- [Source records]
····················

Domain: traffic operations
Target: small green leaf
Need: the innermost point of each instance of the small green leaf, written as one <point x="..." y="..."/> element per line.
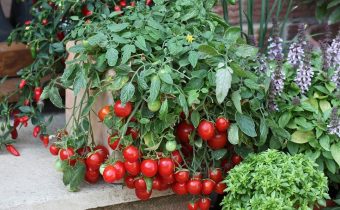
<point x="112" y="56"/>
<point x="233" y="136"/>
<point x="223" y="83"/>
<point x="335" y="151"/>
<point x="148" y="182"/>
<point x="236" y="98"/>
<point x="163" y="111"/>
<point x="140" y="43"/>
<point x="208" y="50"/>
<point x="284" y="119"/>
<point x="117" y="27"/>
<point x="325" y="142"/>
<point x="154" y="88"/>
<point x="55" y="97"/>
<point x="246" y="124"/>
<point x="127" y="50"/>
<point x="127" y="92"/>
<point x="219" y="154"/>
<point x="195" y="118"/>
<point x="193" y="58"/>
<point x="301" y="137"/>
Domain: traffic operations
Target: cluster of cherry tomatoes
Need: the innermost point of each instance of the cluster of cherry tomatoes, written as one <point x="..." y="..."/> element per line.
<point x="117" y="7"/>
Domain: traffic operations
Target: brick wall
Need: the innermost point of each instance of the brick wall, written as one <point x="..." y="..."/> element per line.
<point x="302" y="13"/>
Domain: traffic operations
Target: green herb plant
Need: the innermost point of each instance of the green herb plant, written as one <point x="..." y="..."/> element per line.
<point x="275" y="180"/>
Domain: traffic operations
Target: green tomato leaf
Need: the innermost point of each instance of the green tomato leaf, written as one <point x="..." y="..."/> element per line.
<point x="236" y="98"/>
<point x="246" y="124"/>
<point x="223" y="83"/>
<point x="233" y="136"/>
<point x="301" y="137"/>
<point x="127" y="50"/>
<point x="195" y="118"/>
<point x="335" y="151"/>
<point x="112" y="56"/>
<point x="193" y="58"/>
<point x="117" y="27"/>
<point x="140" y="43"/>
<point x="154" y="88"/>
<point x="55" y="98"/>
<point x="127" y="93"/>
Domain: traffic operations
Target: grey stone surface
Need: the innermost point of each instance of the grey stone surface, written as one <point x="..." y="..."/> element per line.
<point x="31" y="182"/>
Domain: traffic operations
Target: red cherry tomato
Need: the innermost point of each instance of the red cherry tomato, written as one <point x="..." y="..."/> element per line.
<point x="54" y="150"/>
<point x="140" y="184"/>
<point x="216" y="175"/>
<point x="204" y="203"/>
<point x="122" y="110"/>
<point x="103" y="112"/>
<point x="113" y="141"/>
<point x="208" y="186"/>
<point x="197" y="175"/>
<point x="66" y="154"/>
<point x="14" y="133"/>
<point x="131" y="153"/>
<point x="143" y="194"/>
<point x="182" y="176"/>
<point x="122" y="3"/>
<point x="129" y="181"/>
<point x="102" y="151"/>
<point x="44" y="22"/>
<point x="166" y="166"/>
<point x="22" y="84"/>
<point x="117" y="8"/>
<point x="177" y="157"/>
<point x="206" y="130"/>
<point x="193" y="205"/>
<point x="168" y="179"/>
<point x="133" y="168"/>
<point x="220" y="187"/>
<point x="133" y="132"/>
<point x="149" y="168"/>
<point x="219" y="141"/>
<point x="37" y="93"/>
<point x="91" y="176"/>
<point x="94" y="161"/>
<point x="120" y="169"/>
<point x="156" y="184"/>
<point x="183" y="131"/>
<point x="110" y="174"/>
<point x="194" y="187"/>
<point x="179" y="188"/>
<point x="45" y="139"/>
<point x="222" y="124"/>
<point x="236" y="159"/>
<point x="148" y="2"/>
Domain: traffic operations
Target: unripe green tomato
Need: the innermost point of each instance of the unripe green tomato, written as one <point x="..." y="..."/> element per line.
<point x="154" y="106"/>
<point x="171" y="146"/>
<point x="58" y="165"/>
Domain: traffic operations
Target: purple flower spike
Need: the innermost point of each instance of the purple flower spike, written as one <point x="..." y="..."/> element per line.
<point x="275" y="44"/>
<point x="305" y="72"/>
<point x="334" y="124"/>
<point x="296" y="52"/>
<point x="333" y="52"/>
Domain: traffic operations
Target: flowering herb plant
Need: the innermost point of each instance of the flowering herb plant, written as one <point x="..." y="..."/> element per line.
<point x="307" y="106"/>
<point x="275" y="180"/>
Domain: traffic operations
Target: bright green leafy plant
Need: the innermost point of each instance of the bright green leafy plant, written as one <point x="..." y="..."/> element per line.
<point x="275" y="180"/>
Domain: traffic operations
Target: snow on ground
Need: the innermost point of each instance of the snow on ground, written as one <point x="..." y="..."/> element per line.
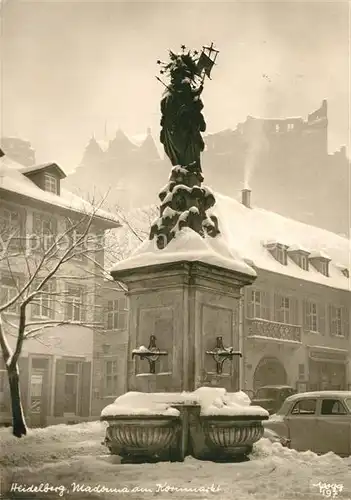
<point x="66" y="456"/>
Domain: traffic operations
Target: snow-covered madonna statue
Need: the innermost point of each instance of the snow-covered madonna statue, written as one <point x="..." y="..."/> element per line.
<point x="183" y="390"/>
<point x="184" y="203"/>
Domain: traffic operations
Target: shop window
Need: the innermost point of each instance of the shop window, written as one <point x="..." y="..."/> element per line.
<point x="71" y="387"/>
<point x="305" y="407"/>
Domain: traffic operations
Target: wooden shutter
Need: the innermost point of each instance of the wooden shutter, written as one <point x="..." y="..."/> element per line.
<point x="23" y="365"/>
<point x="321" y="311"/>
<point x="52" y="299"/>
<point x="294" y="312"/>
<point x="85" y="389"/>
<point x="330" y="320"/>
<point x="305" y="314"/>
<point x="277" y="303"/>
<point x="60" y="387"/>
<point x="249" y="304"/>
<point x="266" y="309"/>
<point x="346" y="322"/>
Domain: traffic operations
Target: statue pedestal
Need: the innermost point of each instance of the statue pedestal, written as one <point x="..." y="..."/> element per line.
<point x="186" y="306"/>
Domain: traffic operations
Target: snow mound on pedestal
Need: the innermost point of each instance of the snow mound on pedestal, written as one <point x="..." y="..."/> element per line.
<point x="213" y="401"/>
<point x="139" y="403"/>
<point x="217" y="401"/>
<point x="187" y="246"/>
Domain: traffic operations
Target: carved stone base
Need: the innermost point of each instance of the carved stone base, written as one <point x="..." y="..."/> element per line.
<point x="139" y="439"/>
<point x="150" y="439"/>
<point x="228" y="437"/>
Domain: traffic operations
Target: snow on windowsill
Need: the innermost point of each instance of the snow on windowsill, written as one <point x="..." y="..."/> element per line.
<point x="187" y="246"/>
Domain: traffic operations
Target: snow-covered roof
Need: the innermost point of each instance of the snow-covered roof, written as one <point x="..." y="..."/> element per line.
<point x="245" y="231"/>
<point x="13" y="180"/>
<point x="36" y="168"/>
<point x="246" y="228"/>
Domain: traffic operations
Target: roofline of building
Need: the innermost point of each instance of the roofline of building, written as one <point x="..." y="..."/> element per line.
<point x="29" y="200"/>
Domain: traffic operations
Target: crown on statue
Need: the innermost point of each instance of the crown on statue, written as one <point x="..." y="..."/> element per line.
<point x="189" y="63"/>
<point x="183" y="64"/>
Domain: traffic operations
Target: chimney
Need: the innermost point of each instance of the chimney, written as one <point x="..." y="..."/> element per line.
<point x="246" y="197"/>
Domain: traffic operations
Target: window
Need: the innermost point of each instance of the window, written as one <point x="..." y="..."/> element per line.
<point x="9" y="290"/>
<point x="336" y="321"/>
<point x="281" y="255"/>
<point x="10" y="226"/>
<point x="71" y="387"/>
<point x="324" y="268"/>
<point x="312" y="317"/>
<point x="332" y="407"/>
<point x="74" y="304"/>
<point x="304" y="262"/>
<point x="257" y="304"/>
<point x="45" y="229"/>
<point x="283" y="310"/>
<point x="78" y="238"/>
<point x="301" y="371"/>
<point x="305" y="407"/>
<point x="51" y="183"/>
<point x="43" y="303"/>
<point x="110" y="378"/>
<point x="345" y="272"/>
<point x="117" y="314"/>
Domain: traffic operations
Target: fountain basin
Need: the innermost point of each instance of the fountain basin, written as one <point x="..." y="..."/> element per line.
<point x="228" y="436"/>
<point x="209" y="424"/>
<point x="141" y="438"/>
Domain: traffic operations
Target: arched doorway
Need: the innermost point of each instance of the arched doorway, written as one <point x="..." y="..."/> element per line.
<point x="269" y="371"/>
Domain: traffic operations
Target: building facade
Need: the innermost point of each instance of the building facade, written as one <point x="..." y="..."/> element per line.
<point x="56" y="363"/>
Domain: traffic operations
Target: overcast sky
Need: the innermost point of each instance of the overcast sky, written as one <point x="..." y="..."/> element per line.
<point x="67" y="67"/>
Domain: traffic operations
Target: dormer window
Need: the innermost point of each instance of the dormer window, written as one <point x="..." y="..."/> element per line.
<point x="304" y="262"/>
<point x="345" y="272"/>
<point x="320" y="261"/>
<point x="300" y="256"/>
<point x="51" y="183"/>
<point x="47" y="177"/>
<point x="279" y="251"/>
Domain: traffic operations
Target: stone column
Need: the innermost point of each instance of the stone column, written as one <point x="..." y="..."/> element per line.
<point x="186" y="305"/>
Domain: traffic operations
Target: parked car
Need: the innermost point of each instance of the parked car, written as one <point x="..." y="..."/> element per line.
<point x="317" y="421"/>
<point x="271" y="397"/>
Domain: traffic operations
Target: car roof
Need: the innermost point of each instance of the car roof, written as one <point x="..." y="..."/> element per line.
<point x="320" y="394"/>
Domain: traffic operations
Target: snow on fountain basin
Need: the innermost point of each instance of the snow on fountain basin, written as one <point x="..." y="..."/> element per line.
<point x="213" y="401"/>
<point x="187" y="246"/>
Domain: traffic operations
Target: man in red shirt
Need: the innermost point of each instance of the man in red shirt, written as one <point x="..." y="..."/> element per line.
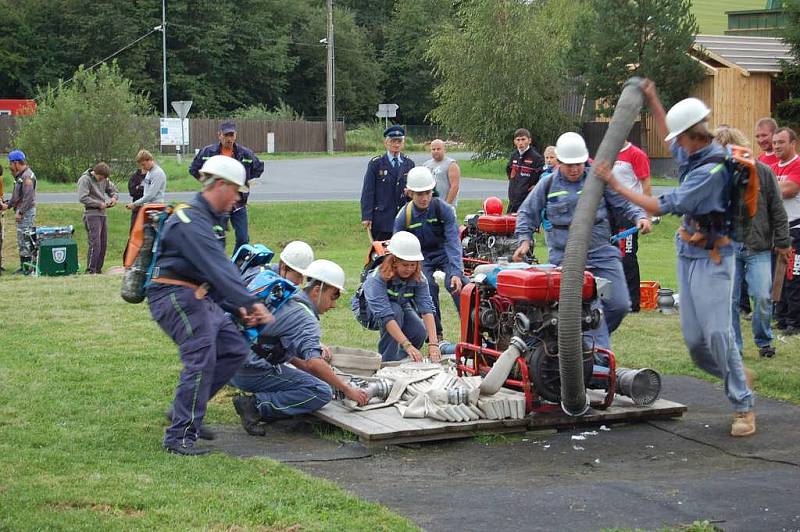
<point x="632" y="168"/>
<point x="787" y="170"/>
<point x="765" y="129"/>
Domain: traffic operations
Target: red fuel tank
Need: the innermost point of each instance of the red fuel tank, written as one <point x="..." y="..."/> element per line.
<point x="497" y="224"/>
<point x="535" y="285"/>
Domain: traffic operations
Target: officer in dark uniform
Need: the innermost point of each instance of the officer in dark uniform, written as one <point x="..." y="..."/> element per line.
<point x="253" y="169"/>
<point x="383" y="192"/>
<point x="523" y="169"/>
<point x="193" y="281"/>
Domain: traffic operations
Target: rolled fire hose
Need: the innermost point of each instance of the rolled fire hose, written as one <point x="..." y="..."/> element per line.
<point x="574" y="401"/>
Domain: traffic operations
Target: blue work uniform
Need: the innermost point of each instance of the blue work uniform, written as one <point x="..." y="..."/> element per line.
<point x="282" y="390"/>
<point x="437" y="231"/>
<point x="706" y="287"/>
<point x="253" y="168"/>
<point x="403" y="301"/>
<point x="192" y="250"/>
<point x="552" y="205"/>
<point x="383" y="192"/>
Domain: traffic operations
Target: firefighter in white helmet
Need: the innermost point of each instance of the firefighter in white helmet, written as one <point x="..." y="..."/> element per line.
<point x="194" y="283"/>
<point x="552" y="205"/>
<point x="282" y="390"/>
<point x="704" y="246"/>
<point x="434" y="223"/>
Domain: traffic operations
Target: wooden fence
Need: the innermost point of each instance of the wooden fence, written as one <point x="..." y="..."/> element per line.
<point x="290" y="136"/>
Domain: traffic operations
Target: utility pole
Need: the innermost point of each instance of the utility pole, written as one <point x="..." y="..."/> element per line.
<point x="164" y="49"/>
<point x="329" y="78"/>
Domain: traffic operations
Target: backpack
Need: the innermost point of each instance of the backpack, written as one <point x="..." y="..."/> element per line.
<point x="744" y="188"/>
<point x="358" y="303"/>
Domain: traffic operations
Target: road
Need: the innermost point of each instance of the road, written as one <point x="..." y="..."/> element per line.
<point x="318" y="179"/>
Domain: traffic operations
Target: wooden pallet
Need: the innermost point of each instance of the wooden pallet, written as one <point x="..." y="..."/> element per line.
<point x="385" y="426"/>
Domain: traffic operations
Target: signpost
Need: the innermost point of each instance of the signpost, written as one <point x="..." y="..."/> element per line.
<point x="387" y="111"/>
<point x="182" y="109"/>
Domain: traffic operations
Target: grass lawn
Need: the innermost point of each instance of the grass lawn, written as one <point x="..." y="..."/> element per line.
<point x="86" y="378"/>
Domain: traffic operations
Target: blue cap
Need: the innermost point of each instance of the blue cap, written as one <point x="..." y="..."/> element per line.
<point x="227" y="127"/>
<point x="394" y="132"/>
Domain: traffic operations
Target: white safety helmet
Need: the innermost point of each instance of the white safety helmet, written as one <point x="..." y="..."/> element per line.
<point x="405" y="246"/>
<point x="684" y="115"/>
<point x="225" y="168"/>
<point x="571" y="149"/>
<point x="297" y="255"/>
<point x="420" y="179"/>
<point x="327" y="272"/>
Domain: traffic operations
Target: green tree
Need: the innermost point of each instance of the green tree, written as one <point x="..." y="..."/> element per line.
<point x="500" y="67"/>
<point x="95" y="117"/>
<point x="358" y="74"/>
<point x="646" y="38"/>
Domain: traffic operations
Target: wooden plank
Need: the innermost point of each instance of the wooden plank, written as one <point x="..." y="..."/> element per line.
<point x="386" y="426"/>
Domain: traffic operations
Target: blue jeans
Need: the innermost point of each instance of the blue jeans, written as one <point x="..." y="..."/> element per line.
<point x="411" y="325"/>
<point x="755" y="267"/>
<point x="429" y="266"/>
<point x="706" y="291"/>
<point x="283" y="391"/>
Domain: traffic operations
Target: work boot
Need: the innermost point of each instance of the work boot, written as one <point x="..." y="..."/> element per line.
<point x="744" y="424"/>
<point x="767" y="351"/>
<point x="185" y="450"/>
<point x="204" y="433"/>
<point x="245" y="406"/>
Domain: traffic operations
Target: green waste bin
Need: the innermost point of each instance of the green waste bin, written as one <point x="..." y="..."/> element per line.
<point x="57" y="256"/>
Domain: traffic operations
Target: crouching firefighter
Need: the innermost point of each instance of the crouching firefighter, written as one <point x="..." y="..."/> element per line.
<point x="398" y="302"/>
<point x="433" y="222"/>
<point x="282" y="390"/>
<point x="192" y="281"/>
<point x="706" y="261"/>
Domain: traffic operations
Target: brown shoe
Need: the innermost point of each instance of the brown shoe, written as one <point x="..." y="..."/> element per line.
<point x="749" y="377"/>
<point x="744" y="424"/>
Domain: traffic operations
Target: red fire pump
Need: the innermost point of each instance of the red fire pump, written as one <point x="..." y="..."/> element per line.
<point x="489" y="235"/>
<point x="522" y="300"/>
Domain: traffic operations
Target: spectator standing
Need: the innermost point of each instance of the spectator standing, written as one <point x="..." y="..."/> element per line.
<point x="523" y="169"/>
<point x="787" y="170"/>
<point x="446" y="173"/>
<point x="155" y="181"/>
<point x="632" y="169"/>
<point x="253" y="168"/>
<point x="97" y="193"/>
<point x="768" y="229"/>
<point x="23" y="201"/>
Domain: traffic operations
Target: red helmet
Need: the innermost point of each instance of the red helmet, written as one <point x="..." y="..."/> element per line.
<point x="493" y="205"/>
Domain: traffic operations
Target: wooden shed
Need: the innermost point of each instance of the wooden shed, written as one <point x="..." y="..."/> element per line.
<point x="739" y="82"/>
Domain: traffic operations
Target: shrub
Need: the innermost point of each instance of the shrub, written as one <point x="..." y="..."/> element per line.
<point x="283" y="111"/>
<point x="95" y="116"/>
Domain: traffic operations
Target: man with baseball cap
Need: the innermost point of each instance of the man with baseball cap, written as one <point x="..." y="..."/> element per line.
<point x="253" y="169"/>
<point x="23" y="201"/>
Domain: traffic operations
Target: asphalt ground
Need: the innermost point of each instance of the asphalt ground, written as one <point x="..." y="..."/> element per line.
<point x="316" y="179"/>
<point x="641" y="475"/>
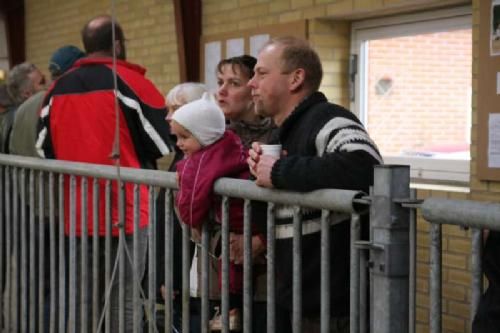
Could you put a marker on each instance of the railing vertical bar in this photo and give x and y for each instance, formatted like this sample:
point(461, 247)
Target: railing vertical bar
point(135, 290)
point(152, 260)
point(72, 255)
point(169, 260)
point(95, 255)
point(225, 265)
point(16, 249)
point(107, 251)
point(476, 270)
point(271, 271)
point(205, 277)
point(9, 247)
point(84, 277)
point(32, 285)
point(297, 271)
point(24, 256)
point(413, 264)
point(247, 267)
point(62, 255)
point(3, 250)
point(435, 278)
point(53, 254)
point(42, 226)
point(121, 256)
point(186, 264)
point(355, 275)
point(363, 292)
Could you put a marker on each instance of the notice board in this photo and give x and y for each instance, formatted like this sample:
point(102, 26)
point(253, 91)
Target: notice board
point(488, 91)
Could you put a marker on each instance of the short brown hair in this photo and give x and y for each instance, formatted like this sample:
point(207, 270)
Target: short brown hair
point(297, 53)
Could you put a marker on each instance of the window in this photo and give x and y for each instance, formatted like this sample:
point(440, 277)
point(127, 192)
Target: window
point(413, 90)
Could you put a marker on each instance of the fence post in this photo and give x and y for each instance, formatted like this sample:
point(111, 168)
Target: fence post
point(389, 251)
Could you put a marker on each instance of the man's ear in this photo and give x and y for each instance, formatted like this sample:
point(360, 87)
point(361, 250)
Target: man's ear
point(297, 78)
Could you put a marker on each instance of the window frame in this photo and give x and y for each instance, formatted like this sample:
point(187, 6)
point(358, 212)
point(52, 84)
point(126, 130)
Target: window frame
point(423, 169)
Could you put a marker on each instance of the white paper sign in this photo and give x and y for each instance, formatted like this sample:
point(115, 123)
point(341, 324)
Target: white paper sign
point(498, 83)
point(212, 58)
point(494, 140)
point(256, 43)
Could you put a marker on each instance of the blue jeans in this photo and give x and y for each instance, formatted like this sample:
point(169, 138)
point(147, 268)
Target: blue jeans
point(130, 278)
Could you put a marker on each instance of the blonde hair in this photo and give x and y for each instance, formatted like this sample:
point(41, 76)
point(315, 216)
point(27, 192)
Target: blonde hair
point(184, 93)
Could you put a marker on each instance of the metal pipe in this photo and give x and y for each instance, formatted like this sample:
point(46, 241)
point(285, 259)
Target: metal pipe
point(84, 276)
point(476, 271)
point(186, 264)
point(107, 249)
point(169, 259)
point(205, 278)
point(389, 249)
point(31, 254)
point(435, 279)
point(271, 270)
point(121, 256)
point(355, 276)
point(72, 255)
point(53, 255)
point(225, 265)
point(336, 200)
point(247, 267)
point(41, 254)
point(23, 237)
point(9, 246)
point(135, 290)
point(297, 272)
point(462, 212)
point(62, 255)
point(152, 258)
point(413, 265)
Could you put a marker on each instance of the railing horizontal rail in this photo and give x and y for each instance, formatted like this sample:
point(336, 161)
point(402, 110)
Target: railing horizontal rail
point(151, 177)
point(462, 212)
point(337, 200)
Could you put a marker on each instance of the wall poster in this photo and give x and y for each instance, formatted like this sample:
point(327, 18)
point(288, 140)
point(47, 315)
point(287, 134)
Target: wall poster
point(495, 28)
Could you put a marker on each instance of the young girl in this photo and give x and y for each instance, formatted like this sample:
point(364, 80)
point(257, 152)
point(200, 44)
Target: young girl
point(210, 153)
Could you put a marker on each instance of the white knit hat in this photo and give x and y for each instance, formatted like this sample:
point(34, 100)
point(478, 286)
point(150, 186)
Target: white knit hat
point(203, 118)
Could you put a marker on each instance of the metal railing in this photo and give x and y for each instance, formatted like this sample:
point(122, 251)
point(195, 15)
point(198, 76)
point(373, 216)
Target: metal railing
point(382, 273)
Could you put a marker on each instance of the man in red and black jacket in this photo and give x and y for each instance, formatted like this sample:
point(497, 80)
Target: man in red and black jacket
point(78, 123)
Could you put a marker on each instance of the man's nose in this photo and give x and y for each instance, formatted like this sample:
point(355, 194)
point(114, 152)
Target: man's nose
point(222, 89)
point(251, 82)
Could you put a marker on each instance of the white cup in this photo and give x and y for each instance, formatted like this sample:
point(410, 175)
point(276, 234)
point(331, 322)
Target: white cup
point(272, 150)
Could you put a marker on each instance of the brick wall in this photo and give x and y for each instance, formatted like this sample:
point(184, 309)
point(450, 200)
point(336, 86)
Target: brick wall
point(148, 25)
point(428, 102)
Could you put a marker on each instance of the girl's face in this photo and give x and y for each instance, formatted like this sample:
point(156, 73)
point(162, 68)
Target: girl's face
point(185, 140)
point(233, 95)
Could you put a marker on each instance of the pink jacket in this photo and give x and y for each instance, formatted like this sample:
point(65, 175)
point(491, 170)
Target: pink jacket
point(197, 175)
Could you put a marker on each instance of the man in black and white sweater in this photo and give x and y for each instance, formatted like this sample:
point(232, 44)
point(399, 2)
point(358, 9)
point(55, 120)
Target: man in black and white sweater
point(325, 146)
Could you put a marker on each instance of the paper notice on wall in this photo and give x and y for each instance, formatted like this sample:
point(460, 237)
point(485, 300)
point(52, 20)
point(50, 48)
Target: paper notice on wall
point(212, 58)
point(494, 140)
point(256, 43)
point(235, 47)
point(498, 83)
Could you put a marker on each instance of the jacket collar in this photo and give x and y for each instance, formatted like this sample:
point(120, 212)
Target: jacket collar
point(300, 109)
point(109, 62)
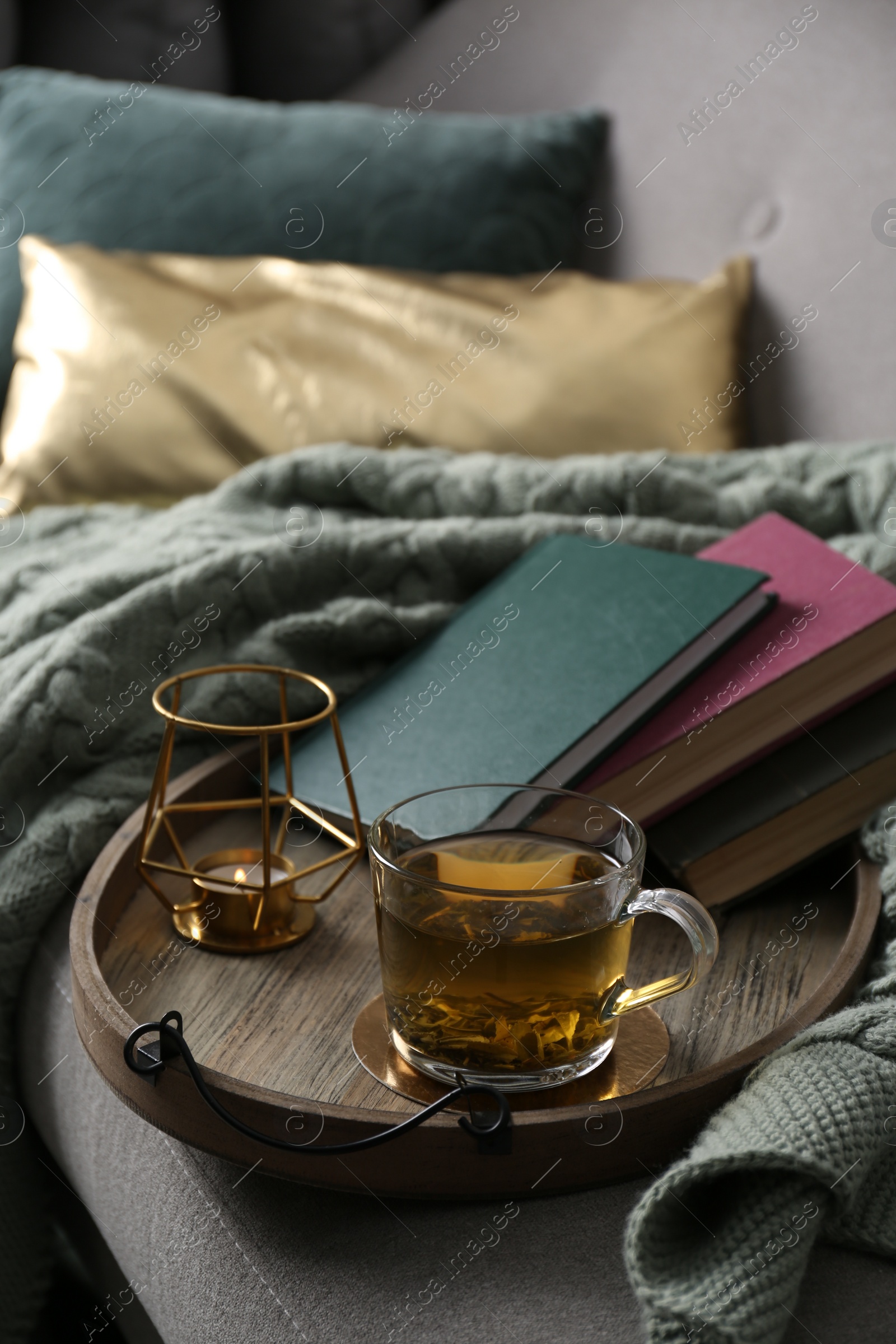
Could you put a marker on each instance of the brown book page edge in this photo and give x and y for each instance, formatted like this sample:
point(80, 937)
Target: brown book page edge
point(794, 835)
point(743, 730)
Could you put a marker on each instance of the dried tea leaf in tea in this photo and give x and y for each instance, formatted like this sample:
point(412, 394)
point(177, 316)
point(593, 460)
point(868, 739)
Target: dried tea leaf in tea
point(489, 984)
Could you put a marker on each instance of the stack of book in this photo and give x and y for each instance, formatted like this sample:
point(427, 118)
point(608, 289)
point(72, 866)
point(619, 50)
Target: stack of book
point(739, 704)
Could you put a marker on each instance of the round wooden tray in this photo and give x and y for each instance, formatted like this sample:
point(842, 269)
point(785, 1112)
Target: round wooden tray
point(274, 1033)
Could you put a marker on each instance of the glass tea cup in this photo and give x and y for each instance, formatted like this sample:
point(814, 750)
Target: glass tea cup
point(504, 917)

····················

- [What is needed]
Please transcribe the data exactly from its first line. End with the line that contains "Target: small green leaf".

- [Answer for the task]
Domain: traffic operations
Target: small green leaf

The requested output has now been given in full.